##### Records to process

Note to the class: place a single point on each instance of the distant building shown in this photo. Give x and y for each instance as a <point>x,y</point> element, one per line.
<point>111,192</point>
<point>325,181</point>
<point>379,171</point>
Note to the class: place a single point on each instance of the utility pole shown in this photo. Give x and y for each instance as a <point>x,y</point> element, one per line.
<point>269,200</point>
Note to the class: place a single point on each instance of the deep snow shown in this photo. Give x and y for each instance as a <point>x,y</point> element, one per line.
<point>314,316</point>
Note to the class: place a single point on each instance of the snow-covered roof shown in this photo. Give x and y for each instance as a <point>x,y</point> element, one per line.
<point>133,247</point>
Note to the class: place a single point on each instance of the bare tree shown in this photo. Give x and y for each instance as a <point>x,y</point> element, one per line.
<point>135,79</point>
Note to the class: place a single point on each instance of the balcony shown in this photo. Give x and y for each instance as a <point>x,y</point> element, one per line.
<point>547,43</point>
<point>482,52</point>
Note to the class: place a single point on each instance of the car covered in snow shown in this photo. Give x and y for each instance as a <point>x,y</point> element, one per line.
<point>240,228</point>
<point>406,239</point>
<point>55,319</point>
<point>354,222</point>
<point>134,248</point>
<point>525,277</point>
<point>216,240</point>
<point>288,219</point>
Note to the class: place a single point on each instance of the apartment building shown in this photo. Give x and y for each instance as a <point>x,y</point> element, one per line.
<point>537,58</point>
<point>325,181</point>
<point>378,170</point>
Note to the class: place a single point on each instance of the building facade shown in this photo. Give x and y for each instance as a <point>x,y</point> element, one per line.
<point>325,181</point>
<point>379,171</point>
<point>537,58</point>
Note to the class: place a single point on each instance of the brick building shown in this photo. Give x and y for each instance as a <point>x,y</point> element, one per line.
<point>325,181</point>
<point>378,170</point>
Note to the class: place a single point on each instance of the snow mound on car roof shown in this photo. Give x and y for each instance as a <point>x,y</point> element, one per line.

##########

Convert everything from the first of the rows above down to the line containing "<point>269,200</point>", inclusive, into a Markdown table with the columns Number and Line, one line per table row and blank lines omitted.

=== Written response ===
| Number | Line |
|---|---|
| 1 | Note to the class: place a single point on each instance of the distant building shown in this photo. Give x and y for each instance as a <point>x,y</point> element, one per line. |
| 2 | <point>111,192</point> |
| 3 | <point>325,181</point> |
| 4 | <point>379,171</point> |
| 5 | Note to the class: place a single point on each instance of the utility pole shown in this photo. Give x and y for each instance as a <point>x,y</point> element, one per line. |
| 6 | <point>269,200</point> |